Exercise instructions
Rewrite every line of the records below as a numbered list, omitting the blank lines.

Dataset records
###

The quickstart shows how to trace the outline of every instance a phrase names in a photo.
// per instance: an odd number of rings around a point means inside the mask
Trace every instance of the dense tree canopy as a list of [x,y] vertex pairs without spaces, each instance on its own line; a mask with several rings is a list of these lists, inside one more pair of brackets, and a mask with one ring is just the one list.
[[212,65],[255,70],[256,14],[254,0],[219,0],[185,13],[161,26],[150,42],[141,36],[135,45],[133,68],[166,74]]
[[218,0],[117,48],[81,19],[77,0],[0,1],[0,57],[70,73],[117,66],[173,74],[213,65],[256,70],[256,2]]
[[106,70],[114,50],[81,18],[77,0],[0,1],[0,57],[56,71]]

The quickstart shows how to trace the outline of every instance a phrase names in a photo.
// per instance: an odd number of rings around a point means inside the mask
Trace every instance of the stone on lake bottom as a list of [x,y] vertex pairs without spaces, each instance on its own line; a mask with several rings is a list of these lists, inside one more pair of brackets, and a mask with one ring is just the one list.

###

Full output
1. The quickstart shows how to trace the outline of every instance a phrase names in a photo.
2. // per instance: an odd number of rings around a point means inside the mask
3. Trace every instance of the dense tree canopy as a list of [x,y] vertex pairs without spaces, each instance on its own line; a mask with several rings is a list of these lists, inside one more pair of brackets, and a mask with one ring is just the one list.
4. [[212,65],[255,70],[256,14],[254,0],[219,0],[185,13],[161,26],[150,42],[141,36],[135,45],[133,68],[166,74]]
5. [[218,0],[117,48],[81,19],[77,0],[0,1],[0,57],[70,73],[117,66],[173,74],[213,65],[256,70],[256,2]]
6. [[106,70],[114,50],[81,18],[77,0],[0,1],[0,57],[56,71]]
7. The quickstart shows how to trace the outline of every instance a phrase names in a photo.
8. // per instance: an odd number of rings around a point means inside the mask
9. Trace every instance of the stone on lake bottom as a list of [x,y] vertex pairs without spaces, each instance on its own line; a mask with several rings is a list of these lists, inside one more pair of brackets, and a mask with one ring is just the one list.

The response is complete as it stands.